*Dataset entries*:

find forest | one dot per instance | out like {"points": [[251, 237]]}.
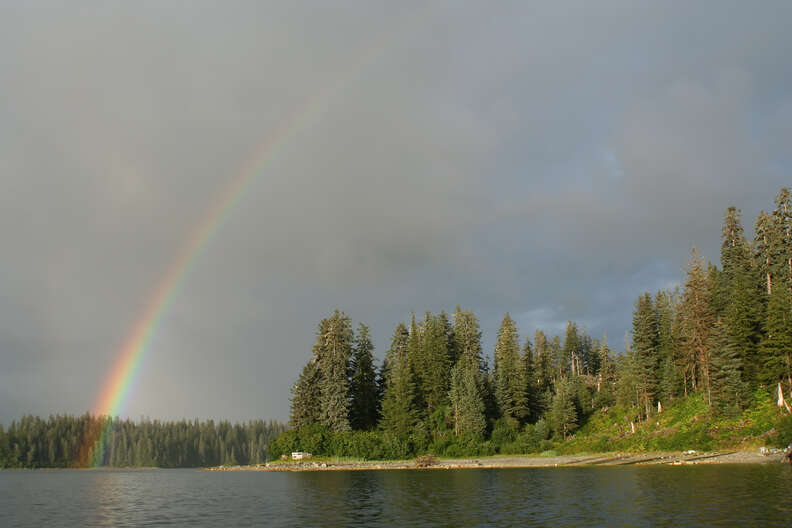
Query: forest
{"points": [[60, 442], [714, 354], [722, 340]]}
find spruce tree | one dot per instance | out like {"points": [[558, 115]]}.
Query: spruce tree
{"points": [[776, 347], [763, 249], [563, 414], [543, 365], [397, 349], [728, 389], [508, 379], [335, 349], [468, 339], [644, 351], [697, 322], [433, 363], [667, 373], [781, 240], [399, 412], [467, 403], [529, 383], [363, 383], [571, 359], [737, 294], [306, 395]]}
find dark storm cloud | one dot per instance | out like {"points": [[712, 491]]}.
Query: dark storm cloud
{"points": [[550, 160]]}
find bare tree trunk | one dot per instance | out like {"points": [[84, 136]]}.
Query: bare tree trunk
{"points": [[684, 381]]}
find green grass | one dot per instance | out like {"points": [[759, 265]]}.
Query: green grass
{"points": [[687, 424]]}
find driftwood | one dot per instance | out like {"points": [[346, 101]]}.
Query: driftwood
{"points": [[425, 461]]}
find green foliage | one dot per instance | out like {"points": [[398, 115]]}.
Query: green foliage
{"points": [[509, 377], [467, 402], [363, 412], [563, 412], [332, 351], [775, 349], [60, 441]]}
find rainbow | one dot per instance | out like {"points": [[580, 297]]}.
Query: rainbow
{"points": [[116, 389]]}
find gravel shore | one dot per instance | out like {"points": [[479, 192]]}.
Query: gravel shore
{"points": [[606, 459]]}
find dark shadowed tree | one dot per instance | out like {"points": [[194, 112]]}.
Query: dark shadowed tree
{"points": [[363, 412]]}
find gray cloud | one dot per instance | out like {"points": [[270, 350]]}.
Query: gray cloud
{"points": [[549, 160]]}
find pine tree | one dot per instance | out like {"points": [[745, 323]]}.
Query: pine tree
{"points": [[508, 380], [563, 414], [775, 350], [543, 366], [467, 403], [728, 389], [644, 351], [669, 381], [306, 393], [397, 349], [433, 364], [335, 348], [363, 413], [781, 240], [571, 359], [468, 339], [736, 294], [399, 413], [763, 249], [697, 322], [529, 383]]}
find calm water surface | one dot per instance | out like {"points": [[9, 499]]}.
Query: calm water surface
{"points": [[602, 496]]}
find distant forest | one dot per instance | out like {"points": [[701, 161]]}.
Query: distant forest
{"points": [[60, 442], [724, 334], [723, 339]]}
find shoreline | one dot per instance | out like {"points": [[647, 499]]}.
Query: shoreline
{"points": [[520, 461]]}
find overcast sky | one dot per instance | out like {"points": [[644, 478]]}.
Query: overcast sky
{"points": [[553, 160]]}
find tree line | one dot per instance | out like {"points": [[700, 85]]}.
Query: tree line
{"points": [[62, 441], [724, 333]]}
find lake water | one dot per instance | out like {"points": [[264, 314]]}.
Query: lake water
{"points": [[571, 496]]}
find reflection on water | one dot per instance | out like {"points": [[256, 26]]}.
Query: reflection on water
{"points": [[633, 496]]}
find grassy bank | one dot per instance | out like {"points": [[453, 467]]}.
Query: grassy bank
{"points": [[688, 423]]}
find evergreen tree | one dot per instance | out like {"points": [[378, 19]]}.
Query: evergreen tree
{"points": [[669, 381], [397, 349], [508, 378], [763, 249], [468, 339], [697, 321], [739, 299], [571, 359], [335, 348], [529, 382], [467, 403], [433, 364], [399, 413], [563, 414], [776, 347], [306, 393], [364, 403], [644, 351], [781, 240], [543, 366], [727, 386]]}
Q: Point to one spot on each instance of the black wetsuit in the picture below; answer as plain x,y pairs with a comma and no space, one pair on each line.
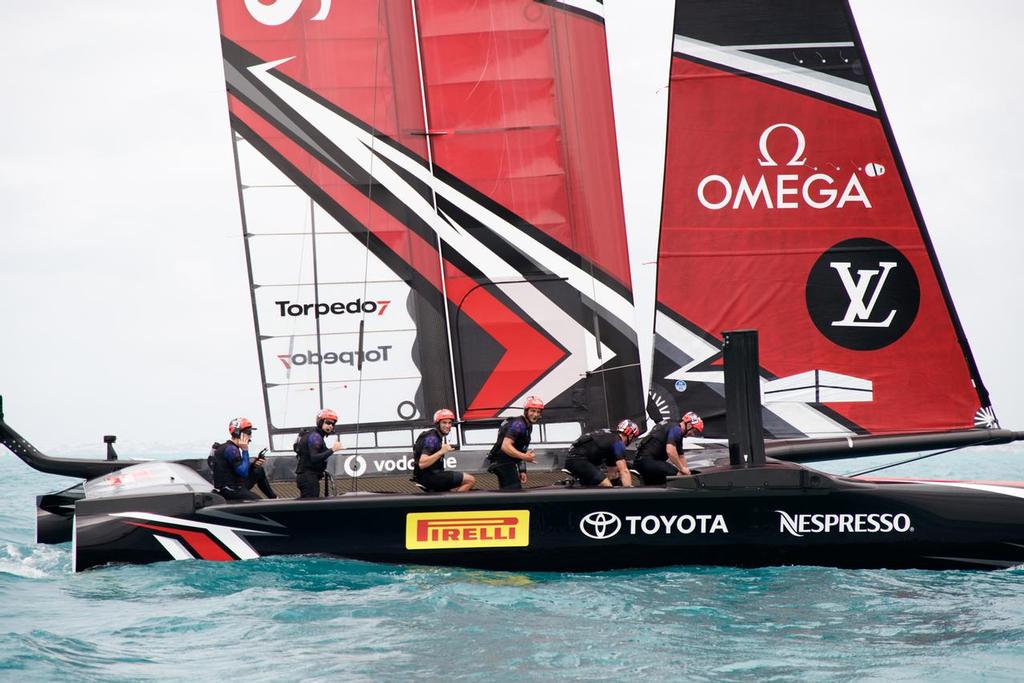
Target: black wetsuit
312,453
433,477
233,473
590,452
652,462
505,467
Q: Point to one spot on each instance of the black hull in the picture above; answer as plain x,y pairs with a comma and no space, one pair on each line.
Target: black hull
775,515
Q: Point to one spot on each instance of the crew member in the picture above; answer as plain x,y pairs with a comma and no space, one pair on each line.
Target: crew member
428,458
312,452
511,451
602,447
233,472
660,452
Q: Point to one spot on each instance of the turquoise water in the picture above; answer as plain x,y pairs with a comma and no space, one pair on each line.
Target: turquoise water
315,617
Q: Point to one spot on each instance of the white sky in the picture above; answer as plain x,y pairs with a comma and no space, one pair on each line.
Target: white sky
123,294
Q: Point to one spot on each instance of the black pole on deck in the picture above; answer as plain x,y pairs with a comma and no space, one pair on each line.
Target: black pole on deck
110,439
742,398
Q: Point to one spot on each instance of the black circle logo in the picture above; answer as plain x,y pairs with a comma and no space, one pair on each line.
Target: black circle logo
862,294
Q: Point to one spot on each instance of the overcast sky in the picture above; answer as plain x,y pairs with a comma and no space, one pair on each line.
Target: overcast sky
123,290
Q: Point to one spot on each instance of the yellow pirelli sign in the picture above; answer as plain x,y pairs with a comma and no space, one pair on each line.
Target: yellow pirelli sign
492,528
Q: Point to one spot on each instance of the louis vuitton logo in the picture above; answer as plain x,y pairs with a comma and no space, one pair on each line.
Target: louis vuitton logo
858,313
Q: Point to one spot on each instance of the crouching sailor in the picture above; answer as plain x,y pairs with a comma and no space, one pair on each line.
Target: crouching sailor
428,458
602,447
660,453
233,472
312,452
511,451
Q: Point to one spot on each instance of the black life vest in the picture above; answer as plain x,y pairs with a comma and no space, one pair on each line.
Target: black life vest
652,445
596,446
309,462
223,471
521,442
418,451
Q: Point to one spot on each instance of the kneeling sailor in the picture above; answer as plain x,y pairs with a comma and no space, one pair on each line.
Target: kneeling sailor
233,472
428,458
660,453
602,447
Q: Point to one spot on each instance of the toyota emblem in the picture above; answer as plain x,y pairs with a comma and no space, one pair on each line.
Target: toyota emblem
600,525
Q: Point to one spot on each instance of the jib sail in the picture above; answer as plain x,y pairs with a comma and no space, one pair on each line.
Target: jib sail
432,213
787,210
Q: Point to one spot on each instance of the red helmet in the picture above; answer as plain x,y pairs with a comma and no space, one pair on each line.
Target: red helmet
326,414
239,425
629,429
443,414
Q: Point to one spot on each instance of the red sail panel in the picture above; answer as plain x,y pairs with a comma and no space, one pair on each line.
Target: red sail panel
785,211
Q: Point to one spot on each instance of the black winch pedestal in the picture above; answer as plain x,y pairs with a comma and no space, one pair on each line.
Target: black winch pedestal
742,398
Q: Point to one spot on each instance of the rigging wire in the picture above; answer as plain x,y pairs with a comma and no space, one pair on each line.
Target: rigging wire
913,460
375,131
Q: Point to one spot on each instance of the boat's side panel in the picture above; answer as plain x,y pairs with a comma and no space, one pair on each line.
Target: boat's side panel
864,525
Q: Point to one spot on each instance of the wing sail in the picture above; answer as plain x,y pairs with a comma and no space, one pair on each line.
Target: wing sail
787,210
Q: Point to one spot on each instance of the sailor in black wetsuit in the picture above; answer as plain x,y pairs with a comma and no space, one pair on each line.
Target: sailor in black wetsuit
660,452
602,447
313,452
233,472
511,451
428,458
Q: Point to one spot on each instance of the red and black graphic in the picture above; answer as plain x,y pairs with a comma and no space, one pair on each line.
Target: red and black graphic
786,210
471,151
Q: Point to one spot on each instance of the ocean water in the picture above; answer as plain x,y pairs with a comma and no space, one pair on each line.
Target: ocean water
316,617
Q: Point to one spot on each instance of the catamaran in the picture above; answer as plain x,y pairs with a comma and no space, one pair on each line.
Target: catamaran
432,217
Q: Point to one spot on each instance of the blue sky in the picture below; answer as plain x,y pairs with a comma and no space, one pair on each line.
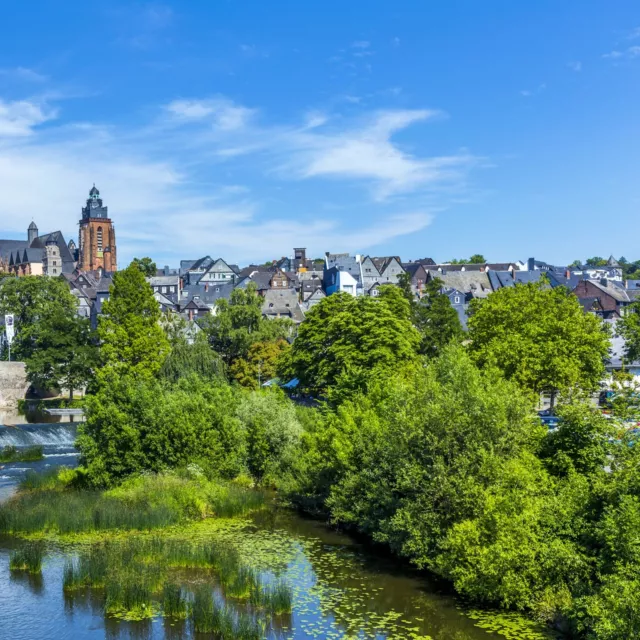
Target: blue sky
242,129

--

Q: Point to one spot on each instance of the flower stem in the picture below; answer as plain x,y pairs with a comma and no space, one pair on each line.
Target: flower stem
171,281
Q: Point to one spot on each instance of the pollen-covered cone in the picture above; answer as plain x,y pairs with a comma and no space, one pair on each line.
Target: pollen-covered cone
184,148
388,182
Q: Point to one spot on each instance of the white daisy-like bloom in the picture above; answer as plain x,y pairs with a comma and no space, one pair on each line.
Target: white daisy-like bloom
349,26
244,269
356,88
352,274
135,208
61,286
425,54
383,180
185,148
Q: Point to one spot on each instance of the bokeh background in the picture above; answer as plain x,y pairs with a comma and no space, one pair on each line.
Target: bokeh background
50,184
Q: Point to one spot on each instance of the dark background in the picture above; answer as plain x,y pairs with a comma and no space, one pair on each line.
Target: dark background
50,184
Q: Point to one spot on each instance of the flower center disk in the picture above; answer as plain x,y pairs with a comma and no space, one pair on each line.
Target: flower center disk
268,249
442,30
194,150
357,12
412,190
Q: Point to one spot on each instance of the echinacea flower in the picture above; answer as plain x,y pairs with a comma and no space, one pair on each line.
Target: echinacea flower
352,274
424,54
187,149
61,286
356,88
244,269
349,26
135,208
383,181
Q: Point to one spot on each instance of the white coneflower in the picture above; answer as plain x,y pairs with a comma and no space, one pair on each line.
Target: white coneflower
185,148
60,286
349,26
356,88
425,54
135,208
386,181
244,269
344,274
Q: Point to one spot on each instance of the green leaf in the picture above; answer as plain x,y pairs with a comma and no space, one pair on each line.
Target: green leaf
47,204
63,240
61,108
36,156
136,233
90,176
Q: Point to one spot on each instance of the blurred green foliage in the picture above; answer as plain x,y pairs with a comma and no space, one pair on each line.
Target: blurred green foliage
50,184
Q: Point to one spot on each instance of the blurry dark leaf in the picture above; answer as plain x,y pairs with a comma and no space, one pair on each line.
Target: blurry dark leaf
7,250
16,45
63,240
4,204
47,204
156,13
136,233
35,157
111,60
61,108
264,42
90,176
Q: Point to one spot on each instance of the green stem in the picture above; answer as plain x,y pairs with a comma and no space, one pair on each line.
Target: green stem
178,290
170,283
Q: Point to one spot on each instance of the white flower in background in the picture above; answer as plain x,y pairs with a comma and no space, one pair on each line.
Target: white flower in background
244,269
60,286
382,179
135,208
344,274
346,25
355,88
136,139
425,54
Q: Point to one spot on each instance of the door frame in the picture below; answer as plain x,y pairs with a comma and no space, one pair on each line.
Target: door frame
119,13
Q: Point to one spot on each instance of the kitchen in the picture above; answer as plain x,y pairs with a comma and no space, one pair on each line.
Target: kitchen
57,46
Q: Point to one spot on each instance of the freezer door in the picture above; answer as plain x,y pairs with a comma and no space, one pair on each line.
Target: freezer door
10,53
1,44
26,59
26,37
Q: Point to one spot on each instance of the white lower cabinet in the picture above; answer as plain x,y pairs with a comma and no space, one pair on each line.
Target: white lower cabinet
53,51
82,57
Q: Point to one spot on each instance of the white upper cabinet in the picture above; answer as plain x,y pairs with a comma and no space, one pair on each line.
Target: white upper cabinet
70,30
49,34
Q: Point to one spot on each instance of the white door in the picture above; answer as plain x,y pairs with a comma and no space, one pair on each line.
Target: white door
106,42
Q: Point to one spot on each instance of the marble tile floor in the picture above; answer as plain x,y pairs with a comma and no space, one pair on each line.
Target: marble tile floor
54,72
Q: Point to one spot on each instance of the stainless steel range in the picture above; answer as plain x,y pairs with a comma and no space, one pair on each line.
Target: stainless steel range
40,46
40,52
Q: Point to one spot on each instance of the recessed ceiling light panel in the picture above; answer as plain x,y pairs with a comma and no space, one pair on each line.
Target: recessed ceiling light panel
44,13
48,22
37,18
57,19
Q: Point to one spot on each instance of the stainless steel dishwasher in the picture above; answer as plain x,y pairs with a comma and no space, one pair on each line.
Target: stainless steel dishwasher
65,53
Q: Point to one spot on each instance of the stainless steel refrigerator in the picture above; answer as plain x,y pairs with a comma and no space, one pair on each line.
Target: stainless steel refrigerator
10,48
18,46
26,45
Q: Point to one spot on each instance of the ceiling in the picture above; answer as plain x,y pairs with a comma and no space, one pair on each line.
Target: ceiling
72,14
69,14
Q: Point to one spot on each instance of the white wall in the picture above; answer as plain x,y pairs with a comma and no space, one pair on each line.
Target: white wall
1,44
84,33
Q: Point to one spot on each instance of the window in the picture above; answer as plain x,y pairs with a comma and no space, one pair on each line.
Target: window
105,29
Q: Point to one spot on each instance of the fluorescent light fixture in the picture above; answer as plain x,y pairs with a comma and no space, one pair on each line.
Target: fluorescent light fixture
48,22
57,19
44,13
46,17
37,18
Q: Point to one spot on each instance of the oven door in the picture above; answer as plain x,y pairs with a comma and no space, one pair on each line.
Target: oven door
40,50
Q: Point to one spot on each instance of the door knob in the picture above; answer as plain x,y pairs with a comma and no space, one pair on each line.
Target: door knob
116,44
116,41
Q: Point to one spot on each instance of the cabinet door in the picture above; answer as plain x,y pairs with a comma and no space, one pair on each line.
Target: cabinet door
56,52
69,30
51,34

--

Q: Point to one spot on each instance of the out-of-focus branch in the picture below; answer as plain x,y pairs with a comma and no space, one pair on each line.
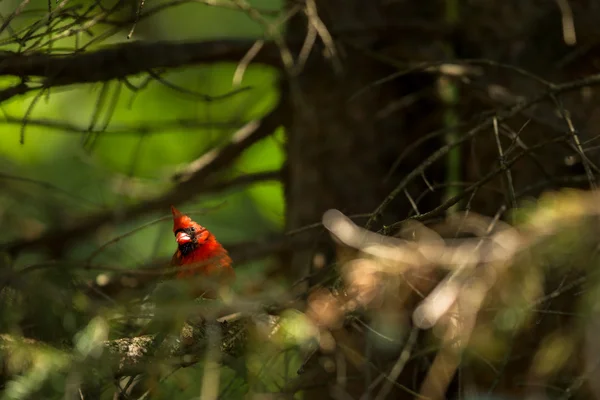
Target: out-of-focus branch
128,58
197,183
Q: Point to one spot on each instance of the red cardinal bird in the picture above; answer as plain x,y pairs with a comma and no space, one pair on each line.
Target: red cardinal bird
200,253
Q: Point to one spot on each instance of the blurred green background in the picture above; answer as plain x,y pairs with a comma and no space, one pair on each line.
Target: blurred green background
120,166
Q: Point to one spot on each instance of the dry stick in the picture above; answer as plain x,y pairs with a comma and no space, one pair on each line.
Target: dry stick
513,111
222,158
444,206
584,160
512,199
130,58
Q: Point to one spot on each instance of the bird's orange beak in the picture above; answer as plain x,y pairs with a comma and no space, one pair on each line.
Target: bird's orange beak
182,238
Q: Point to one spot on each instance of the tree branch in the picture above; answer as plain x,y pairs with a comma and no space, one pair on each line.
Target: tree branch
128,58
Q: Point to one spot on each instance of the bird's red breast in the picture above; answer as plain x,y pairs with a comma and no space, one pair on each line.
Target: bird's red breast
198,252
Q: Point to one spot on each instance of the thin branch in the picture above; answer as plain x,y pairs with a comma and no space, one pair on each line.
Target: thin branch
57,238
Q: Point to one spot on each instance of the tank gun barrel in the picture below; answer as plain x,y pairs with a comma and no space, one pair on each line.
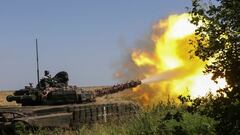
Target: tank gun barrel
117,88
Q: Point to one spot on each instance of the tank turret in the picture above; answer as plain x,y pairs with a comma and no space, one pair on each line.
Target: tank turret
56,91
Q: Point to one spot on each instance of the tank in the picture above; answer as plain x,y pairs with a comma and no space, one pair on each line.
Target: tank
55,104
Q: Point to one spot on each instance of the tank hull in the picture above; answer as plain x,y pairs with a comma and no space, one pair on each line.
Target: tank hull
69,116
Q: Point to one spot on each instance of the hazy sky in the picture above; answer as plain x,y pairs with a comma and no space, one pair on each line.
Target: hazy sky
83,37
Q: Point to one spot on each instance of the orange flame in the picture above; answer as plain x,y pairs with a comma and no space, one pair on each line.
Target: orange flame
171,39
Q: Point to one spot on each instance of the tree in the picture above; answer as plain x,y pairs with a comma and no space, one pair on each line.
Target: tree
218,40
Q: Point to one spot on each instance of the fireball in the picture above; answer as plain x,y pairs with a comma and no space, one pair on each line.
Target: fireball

*Exercise*:
What are the lines, exactly as written above, from the line with "find shoreline |" to the line with "find lake water", both included? Output only those.

*Answer box*:
find shoreline | one dot per instance | out like {"points": [[647, 499]]}.
Query: shoreline
{"points": [[520, 461]]}
find overcast sky | one dot per instance | out like {"points": [[644, 478]]}.
Query: overcast sky
{"points": [[553, 160]]}
find tree line | one dot per instance | out like {"points": [[700, 85]]}.
Query: tree line
{"points": [[62, 441], [724, 333]]}
find lake water | one dot per instance | out like {"points": [[264, 314]]}.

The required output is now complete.